> _GIVEN INSTRUCTION_
Reproduce the closing part of the entries exactly: the line with "example: [30, 294]" and all lines after it, ending with the last line, and nothing else.

> _PROVIDED MATERIAL_

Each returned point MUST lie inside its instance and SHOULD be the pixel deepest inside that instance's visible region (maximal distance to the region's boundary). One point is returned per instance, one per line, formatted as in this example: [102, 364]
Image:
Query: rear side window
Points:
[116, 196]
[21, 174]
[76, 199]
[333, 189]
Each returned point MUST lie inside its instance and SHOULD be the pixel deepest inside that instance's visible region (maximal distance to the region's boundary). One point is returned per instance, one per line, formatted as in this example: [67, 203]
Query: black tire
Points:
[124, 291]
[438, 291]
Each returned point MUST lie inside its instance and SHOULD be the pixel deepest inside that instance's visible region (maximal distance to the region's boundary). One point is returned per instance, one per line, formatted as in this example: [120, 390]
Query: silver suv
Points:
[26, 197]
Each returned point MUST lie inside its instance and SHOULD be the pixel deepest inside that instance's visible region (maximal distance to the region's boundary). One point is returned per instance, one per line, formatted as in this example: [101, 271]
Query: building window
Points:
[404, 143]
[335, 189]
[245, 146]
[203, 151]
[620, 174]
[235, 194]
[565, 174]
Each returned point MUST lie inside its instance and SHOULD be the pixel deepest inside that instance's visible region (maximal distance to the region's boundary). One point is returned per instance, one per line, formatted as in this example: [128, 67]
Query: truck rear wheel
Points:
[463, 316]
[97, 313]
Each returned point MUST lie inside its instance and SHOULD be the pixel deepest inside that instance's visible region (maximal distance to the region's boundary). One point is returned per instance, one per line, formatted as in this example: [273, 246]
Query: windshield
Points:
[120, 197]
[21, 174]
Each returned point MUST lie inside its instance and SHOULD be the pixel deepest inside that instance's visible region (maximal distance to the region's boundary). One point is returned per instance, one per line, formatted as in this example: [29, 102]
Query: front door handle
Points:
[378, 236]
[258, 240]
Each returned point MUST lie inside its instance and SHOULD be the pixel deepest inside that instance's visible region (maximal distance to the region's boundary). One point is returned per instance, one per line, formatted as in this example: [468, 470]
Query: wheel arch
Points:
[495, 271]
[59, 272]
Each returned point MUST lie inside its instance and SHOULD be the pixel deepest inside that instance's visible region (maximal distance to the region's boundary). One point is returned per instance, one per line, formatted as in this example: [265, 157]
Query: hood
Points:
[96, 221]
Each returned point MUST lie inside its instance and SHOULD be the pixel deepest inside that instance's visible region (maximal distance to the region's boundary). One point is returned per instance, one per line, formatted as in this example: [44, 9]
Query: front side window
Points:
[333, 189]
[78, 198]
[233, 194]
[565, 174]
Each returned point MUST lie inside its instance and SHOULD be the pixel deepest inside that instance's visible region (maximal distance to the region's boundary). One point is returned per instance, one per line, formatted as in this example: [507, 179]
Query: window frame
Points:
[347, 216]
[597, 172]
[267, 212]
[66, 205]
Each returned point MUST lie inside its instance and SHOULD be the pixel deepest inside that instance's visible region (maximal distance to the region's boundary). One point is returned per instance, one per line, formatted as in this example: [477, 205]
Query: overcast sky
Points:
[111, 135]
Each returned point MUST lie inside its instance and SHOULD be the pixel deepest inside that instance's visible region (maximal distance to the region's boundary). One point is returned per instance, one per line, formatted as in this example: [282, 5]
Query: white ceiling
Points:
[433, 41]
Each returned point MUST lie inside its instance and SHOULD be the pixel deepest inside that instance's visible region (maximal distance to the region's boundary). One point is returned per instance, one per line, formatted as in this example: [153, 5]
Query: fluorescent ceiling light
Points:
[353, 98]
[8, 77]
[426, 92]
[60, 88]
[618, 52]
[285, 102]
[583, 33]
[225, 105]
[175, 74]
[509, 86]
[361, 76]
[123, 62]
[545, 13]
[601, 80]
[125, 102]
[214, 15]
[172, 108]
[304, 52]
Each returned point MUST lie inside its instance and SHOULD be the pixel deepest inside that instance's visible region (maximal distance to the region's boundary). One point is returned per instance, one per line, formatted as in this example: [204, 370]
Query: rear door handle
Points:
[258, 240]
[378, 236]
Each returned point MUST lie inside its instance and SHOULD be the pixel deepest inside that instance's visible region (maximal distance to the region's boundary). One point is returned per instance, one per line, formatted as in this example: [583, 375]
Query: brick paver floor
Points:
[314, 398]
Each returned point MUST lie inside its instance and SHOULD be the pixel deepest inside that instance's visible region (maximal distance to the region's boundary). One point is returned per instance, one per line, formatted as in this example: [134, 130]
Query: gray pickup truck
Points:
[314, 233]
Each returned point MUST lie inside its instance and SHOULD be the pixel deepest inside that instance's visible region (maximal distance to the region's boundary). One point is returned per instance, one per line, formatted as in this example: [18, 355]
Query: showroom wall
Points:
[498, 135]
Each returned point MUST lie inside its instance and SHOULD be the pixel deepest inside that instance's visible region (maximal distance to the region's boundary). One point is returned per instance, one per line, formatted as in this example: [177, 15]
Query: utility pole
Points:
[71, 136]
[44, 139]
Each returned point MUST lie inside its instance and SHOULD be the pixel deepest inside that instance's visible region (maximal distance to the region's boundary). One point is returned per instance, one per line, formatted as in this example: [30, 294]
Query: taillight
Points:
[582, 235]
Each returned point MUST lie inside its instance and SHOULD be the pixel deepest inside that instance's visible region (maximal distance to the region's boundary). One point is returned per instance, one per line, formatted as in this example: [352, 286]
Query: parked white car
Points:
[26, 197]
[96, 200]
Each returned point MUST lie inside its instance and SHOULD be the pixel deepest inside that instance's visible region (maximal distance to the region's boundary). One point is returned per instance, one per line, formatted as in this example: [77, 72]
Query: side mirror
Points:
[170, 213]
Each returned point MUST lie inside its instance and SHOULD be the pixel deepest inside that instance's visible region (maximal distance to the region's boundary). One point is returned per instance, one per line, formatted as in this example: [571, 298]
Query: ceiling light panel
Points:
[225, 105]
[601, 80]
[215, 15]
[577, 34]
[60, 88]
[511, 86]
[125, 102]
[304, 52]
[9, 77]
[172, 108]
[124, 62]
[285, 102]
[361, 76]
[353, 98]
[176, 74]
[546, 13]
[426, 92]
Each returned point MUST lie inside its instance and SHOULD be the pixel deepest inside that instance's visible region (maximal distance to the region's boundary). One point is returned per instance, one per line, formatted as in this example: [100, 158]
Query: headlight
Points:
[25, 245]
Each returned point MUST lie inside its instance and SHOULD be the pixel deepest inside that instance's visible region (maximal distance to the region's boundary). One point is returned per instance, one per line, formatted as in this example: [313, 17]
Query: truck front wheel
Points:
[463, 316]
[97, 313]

> _WRITTEN SOLUTION_
Each returned point MUST lie inside its instance and SHOULD be the pixel deepest inside that instance's visible region (maximal distance to the region's boundary). One point is returned per instance, one per line, formatted as in this example: [30, 294]
Query: taillight
Points:
[582, 235]
Each returned point MUST lie inside its instance and SHOULD be the pixel deepest inside that instance's visible region (maximal distance to the region's boundary). One point is returned per instance, one per line, formatted as in this example: [352, 286]
Query: parked white car
Points:
[26, 197]
[96, 200]
Each returned point MUST lie inside its instance and SHOULD be the pixel deepest inside that instance's visible region (maximal distance to the region's boundary). One point is returned per instance, one per line, formatted as in this example: [77, 72]
Query: side mirror
Points:
[170, 213]
Each returned point MUST lie inside its instance and SHOULD be the pixel deepest inside that instance's visible region (maximal distance to the region's boundary). One point is returned per instance, one per line, formatted as in this example: [571, 298]
Query: ceiling light panel
Points:
[225, 105]
[601, 80]
[215, 15]
[577, 34]
[60, 88]
[511, 86]
[125, 102]
[304, 52]
[9, 77]
[172, 108]
[124, 62]
[285, 102]
[361, 76]
[353, 98]
[176, 74]
[546, 13]
[426, 92]
Each returned point MUST lie inside its instance and SHOULD be the pixel deepest inside that instance's visible region (maximal distance to the region's boundary). One point is returned per instance, one per line, formatted as in this example: [100, 158]
Query: headlight
Points:
[25, 245]
Each returned point MUST lie inside its instance and SHOULD be the pixel deepest inside that instance's visible region (maximal distance to the region's boundary). One point is returned per instance, one per line, formatted as in this example: [313, 17]
Query: truck front wheel
Points:
[463, 316]
[97, 313]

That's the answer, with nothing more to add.